■ **Your objective**:
Copy out the entries below, swapping each "one dot per instance" for "a dot for each instance" and changing nothing else.

■ **Given information**:
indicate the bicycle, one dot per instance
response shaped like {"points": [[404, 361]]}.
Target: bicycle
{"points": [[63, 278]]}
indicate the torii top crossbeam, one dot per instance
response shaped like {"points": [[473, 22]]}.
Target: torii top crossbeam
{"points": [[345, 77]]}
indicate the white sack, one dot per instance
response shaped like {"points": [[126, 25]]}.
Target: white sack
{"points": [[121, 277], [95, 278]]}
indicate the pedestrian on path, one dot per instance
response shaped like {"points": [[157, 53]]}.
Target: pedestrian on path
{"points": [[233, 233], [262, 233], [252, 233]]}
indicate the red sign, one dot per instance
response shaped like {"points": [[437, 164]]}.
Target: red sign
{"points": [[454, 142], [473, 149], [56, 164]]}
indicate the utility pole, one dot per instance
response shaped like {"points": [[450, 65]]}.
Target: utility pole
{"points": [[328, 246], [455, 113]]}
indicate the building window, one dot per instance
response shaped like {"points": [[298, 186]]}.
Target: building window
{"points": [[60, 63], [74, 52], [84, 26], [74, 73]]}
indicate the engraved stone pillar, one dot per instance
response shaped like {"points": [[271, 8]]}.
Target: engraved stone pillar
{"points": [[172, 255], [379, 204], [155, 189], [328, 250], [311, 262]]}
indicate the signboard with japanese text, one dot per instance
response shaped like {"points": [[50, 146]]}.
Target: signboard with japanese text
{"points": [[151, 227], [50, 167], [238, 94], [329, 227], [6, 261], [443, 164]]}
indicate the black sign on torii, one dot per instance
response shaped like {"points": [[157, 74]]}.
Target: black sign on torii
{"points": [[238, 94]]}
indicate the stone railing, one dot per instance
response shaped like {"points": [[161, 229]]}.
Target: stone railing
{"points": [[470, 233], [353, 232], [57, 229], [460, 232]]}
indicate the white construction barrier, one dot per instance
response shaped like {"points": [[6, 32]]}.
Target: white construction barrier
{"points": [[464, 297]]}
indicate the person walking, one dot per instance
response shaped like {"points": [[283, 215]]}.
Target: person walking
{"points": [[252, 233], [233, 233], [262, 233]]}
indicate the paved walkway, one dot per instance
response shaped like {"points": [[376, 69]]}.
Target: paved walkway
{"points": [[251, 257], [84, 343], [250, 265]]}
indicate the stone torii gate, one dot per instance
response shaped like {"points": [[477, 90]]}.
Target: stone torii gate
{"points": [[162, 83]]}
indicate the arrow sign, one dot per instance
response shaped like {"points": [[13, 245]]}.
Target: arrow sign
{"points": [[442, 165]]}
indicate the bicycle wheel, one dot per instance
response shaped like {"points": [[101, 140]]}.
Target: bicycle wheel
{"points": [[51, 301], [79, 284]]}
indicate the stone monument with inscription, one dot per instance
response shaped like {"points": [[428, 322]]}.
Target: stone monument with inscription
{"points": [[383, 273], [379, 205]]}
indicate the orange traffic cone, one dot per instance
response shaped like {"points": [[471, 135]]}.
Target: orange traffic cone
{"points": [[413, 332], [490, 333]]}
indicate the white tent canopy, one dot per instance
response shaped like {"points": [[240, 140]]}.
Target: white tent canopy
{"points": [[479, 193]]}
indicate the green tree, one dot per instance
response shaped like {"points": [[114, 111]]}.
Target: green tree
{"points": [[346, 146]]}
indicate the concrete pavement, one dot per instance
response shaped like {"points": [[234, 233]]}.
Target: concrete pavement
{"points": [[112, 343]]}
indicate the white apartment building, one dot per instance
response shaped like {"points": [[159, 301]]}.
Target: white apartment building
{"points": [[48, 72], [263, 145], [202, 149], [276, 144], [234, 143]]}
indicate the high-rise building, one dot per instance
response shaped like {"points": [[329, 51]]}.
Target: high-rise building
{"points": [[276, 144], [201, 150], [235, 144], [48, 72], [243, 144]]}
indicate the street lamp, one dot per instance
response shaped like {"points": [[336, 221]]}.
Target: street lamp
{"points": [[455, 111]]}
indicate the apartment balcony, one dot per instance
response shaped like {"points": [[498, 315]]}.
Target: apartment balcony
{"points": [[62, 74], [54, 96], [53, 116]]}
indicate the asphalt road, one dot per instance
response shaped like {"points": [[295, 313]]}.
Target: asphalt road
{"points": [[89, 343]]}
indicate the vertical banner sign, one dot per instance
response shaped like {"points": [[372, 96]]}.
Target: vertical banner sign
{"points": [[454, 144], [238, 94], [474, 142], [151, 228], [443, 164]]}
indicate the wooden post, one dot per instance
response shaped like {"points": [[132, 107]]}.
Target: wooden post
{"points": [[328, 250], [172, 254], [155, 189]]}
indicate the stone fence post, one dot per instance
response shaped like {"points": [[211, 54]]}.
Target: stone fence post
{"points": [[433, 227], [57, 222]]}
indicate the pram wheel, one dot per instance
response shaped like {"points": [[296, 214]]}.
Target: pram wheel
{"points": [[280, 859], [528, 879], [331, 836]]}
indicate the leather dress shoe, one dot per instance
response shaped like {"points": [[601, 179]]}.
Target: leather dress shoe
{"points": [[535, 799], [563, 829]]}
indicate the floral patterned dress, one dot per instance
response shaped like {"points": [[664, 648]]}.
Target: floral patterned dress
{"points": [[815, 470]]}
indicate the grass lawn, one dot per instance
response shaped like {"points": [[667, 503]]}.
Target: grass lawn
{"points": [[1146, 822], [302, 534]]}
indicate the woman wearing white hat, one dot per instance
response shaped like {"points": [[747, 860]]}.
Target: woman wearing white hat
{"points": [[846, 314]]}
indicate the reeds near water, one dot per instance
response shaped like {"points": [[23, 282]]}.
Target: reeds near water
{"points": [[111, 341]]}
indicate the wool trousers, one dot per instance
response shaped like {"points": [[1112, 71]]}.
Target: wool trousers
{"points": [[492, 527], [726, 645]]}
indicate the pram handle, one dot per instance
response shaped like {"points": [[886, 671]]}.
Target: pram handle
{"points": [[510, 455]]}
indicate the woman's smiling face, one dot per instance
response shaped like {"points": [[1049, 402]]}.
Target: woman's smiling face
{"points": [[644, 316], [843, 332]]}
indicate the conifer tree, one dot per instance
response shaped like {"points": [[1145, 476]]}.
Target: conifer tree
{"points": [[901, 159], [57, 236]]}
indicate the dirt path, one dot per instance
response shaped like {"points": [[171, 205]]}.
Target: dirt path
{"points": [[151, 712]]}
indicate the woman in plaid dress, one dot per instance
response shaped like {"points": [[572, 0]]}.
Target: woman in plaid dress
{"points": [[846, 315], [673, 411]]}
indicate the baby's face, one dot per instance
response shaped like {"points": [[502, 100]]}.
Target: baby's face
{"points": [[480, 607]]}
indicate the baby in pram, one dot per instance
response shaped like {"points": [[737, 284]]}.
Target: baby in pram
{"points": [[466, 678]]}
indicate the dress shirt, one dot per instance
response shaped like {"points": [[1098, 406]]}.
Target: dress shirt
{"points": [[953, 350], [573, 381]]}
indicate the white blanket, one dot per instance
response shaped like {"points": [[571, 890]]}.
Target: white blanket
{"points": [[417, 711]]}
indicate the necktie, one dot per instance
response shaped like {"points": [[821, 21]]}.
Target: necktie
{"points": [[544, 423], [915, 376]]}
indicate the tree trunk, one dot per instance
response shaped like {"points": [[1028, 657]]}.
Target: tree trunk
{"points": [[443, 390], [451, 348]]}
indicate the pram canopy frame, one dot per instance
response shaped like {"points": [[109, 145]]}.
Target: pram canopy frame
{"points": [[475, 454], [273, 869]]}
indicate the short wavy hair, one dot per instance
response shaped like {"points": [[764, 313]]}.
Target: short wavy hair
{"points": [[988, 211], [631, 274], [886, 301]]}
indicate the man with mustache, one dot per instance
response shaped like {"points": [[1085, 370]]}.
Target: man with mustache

■ **Result for this task**:
indicate the bicycle, a dot for each instance
response shaped like {"points": [[404, 361]]}.
Target: bicycle
{"points": [[63, 278]]}
indicate the torii top crossbeam, a dot for each instance
response shaped like {"points": [[473, 22]]}.
Target: torii top crossbeam
{"points": [[345, 77]]}
indicate the white sack, a dot for each instance
response shaped like {"points": [[126, 25]]}.
Target: white sack
{"points": [[121, 277], [95, 278]]}
indicate the pedestrian on path, a dot for each instance
response shaped like {"points": [[157, 53]]}.
Target: pedestrian on path
{"points": [[233, 233], [262, 233], [252, 233]]}
indicate the red sign, a dot for each instance
response shaped like {"points": [[437, 164]]}.
Target: red sign
{"points": [[454, 142], [473, 149], [56, 164]]}
indicate the utility pole, a dot for each instance
response shaped like {"points": [[450, 65]]}.
Target: utility pole
{"points": [[328, 246], [455, 113]]}
indicate the building window, a dot for each instance
response shaped like {"points": [[298, 186]]}.
Target: building window
{"points": [[60, 63], [74, 52], [84, 26], [74, 73]]}
indicate the engraved stone pillar, a dot for each instance
response shaped like {"points": [[271, 8]]}.
Target: engraved stone pillar
{"points": [[172, 255], [379, 204], [155, 189], [328, 250], [311, 262]]}
indicate the signboard with japanese text, a dot for each instance
response shaped like {"points": [[50, 146]]}.
Target: signboard with japanese text
{"points": [[151, 227], [50, 167], [238, 94], [329, 227], [6, 261], [443, 164]]}
indicate the black sign on torii, a dot for each instance
response shaped like {"points": [[157, 74]]}.
Target: black sign on torii
{"points": [[238, 94]]}
indicate the stone railing, a dot for each instance
response shaped like {"points": [[161, 229]]}.
Target: stone railing
{"points": [[470, 233], [353, 232], [57, 229], [460, 232]]}
indicate the white construction barrier, a dot for each instance
response shaped like {"points": [[6, 32]]}.
Target: white construction barrier
{"points": [[464, 297]]}
indicate the person walking, a dot for each instance
response shaped like {"points": [[283, 215]]}.
Target: person walking
{"points": [[252, 233], [233, 233], [262, 233]]}
indicate the paved walkway, a dot for each instance
response shaped like {"points": [[376, 69]]}.
Target: paved walkway
{"points": [[251, 257], [84, 343], [250, 265]]}
indicate the stone torii gate, a dot for each instance
response shaped like {"points": [[477, 90]]}.
Target: stone torii gate
{"points": [[162, 83]]}
indicate the arrow sign, a dot for each instance
response shaped like {"points": [[13, 245]]}.
Target: arrow sign
{"points": [[442, 165]]}
indicate the bicycle wheel, a dot for each instance
response shaped like {"points": [[101, 140]]}.
Target: bicycle wheel
{"points": [[51, 301], [79, 284]]}
indicate the stone monument with inscription, a dot for each instance
response shaped like {"points": [[428, 322]]}.
Target: stone monument with inscription
{"points": [[383, 273], [379, 205]]}
indicate the orange traffic cone, a dot for each instance
response shaped like {"points": [[471, 135]]}.
Target: orange traffic cone
{"points": [[413, 332], [490, 333]]}
indicate the white tent canopy, a dot for each instance
response shaped like {"points": [[240, 140]]}.
Target: white tent canopy
{"points": [[479, 193]]}
indicate the green tree, a dot for each instance
response shaped like {"points": [[114, 111]]}.
Target: green tree
{"points": [[346, 146]]}
indicate the concrete pavement, a dot for each instance
response shaped like {"points": [[234, 233]]}.
Target: concrete pavement
{"points": [[112, 343]]}
indicate the white apartment building, a dot for each instance
response shaped like {"points": [[159, 301]]}.
Target: white apartment building
{"points": [[48, 72], [263, 145], [202, 149], [276, 144], [234, 143]]}
indicate the high-rise building, a dot for each instance
response shaped like {"points": [[329, 51]]}.
Target: high-rise building
{"points": [[276, 144], [201, 150], [235, 144], [48, 72], [243, 144]]}
indicate the street lamp, a dot for each instance
response shaped like {"points": [[336, 221]]}.
Target: street lamp
{"points": [[455, 111]]}
indicate the apartment balcony, a dot for each instance
response shaped like {"points": [[498, 315]]}.
Target: apartment balcony
{"points": [[62, 74], [54, 96], [53, 116]]}
indicate the asphalt road, a dot for each instance
response shaped like {"points": [[295, 313]]}.
Target: asphalt road
{"points": [[89, 343]]}
indicate the vertical banner sign, a dot for each instance
response shaped like {"points": [[372, 96]]}.
Target: vertical banner sign
{"points": [[454, 144], [238, 94], [474, 142], [151, 228], [443, 164]]}
indicate the wooden post, a dot for each instance
response shaped like {"points": [[132, 107]]}.
Target: wooden post
{"points": [[328, 250], [172, 254], [155, 189]]}
indicate the stone fence post, a dot for each instance
response shaped like {"points": [[211, 54]]}.
Target: stone fence post
{"points": [[433, 227], [57, 222]]}
indicate the pram wheel, a dot for each instance
response shaped like {"points": [[296, 214]]}.
Target: pram wheel
{"points": [[280, 859], [528, 879], [331, 836]]}
indicate the leather dress shoe, a dot for each instance
response shaped like {"points": [[601, 179]]}.
Target: leather dress shoe
{"points": [[535, 799], [563, 829]]}
indicate the floral patterned dress, a dot for each instance
response shaped like {"points": [[664, 648]]}.
Target: floral patterned dress
{"points": [[815, 470]]}
indicate the grass lawn, a dot for each instance
response shaped like {"points": [[667, 503]]}.
Target: grass lawn
{"points": [[1146, 822], [302, 534]]}
indicate the woman wearing white hat, a dot for each instance
response shaped like {"points": [[747, 860]]}.
Target: woman wearing white hat
{"points": [[846, 314]]}
indicate the reeds near water, a dot for each instance
response shaped like {"points": [[23, 282]]}.
Target: reeds near water
{"points": [[111, 341]]}
indicate the wool trousers, a dot for each instance
response shaped like {"points": [[1112, 71]]}.
Target: wool trousers
{"points": [[492, 527], [726, 645]]}
indicate the pram handle, a dot for each instance
response shaped like {"points": [[886, 671]]}.
Target: pram handle
{"points": [[510, 455]]}
indicate the woman's smiling face, a dot for each instance
response shaped like {"points": [[1049, 402]]}.
Target: woman's smiling face
{"points": [[644, 316], [843, 332]]}
indicate the conifer tree, a dot for each instance
response shaped like {"points": [[1145, 476]]}.
Target: conifer tree
{"points": [[901, 159], [57, 236]]}
indicate the dirt path, a dot for each instance
response shaped like {"points": [[171, 205]]}.
Target: dirt path
{"points": [[151, 712]]}
indicate the woman in plaid dress, a dot for each instance
response shaped like {"points": [[572, 0]]}.
Target: woman in plaid dress
{"points": [[846, 315], [673, 411]]}
indicate the baby's face, a dot for each instance
response shaped like {"points": [[502, 100]]}.
Target: baby's face
{"points": [[480, 607]]}
indicate the baby in pram, a dot for each instance
response shaped like {"points": [[737, 284]]}.
Target: baby in pram
{"points": [[466, 678]]}
indicate the dress shirt, a dot for each instance
response shaped like {"points": [[1098, 406]]}.
Target: dress shirt
{"points": [[953, 350], [573, 381]]}
indicate the white blanket, a dot for each instance
response shaped like {"points": [[571, 890]]}.
Target: white blanket
{"points": [[417, 711]]}
indicate the necktie, a dot for each instance
response shaped like {"points": [[821, 21]]}.
Target: necktie
{"points": [[544, 423], [915, 376]]}
indicate the tree trunk, a dot for each instance
response shaped like {"points": [[1028, 657]]}.
Target: tree trunk
{"points": [[443, 390], [451, 348]]}
indicate the pram canopy frame, a dot for each instance
response shaped like {"points": [[109, 145]]}.
Target: pram canopy frame
{"points": [[475, 454], [273, 869]]}
indicate the short wavy hair, a dot for each instance
response shaped like {"points": [[764, 313]]}.
Target: short wavy hair
{"points": [[988, 211], [631, 274], [886, 301]]}
indicate the man with mustache, a dot for each instance
response shaped like {"points": [[1085, 370]]}.
Target: man with mustache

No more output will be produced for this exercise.